## EXERCISE DATA
* * *
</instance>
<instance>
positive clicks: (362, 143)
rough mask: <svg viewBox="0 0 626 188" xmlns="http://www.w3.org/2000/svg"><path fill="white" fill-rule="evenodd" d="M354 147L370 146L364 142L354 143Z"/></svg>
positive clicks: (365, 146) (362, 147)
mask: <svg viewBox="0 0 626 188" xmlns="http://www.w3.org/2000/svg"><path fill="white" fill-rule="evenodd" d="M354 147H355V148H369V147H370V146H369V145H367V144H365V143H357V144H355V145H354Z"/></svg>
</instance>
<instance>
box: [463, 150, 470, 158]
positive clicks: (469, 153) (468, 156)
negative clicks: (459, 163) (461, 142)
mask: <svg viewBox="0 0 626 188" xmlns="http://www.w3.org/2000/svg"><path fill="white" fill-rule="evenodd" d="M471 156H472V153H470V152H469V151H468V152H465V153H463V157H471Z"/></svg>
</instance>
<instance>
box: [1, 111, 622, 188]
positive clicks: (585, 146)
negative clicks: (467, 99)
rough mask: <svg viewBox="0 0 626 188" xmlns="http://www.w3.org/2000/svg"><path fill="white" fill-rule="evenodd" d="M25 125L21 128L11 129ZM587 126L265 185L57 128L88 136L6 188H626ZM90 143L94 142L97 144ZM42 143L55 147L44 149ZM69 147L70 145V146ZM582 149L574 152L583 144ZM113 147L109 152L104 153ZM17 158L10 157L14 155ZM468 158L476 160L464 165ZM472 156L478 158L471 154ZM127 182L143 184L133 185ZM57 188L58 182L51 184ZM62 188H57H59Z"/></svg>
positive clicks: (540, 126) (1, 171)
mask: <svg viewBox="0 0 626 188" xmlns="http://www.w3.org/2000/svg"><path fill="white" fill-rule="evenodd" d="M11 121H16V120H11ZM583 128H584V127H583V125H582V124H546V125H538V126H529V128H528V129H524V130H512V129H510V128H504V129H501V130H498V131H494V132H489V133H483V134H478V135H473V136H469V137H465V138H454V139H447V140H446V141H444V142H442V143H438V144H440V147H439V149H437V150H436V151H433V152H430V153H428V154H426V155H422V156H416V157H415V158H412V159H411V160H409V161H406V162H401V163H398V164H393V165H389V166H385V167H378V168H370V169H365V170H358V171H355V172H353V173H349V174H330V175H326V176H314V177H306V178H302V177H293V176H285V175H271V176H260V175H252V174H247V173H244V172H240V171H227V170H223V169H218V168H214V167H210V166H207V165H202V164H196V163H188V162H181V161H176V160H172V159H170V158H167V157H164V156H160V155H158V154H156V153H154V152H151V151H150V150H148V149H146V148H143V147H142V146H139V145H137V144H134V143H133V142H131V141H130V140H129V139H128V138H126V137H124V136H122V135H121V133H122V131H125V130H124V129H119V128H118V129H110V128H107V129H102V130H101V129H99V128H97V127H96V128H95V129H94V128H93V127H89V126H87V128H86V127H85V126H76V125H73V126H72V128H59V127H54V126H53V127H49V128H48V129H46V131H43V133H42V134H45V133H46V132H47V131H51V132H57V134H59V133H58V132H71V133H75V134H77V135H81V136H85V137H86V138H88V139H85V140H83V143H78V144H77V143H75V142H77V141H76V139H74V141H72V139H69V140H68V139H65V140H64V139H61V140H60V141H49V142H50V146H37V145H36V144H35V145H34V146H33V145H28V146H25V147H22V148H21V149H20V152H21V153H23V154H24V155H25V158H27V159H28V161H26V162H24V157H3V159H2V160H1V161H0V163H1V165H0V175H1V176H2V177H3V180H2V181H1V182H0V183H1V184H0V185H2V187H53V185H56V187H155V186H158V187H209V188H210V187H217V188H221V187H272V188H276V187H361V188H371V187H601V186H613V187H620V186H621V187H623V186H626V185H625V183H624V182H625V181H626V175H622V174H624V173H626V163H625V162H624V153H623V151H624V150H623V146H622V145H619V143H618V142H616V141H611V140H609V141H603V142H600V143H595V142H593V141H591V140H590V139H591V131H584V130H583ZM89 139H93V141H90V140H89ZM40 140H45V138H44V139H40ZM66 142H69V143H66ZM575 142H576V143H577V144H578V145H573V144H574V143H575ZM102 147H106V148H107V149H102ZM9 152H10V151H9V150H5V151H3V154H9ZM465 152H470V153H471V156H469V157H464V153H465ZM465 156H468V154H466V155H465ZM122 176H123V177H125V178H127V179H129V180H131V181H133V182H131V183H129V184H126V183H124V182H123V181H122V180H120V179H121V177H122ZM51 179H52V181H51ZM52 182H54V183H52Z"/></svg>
* * *
## WHAT IS REQUIRED
Copy every line of the material above in which the word "rough" appears.

## RESPONSE TO THE TASK
rough mask: <svg viewBox="0 0 626 188" xmlns="http://www.w3.org/2000/svg"><path fill="white" fill-rule="evenodd" d="M354 147L370 146L364 142L354 143Z"/></svg>
rough mask: <svg viewBox="0 0 626 188" xmlns="http://www.w3.org/2000/svg"><path fill="white" fill-rule="evenodd" d="M25 125L21 128L11 129ZM587 126L265 185L57 128L88 136L6 188H626ZM90 143L94 142L97 144ZM42 143L55 147L44 149ZM69 147L70 145V146ZM582 149L574 152L583 144ZM113 147L109 152L104 153ZM17 158L10 157L14 155ZM468 158L476 160L464 165ZM472 156L478 158L471 154ZM127 182L143 184L133 185ZM57 188L58 182L51 184ZM62 188H57H59Z"/></svg>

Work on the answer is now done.